YOUR OBJECTIVE> Set down the following listing lines verbatim, from the line containing "Teacher note: indicate the wooden offering" to the line containing "point(7, 109)", both included.

══════

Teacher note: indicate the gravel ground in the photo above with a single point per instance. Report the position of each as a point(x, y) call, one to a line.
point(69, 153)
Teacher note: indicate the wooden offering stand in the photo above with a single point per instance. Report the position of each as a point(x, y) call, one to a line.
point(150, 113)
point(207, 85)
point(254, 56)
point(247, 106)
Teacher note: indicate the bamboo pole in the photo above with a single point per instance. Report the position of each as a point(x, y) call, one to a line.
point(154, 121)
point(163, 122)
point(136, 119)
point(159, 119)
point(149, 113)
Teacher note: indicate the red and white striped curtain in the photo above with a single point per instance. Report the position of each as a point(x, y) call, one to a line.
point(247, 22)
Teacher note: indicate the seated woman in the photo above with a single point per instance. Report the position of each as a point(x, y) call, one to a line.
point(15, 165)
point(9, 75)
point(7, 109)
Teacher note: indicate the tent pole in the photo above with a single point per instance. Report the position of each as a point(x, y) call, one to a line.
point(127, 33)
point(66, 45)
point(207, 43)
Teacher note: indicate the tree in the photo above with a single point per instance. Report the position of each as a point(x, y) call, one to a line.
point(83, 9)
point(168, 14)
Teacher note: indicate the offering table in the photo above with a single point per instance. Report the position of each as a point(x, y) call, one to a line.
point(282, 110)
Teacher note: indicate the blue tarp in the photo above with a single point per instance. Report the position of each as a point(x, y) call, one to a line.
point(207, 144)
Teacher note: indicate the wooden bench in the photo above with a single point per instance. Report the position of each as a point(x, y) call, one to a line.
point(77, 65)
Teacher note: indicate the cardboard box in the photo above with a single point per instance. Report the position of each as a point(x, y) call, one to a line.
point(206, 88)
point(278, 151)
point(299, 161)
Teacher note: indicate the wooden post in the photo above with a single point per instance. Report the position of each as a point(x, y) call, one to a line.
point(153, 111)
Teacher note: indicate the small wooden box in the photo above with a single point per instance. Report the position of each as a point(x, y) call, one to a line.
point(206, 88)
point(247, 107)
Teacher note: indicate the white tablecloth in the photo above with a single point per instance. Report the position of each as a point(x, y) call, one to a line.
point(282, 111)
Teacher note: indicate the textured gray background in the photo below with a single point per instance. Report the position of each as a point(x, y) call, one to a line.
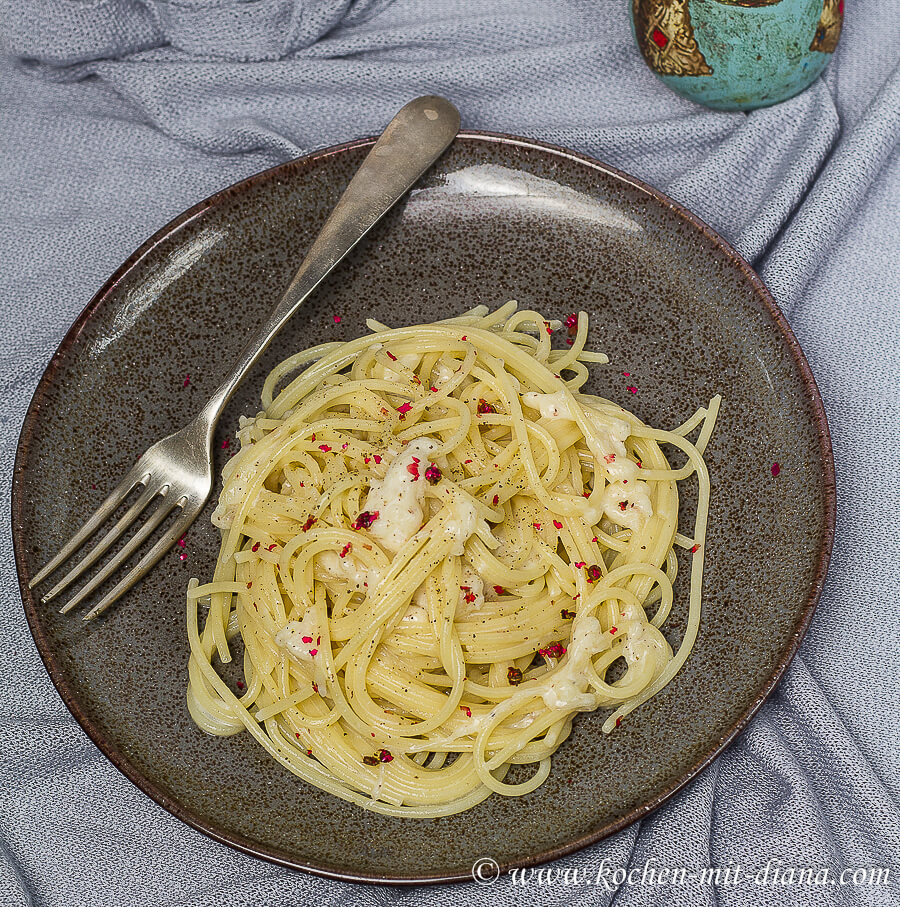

══════

TASK OUTPUT>
Teacher note: indicate the wooden offering stand in the photo above with a single point per instance. Report the position of each as a point(x, y) call, one to a line.
point(150, 113)
point(207, 85)
point(254, 56)
point(247, 106)
Teacher note: indicate the bamboo pole in the photo above with a single point per instance. Report the position of each as a point(x, y) call, one to a line.
point(154, 121)
point(163, 122)
point(136, 119)
point(159, 119)
point(149, 113)
Teacher note: indicate the red and white striped curtain in the photo above with a single point per instance. Report the position of each as a point(x, y) call, one to a line.
point(247, 22)
Teacher note: indicate the seated woman in the photo above with a single point per instance. Report the position of each as a point(x, y) call, one to a line.
point(15, 165)
point(9, 75)
point(7, 109)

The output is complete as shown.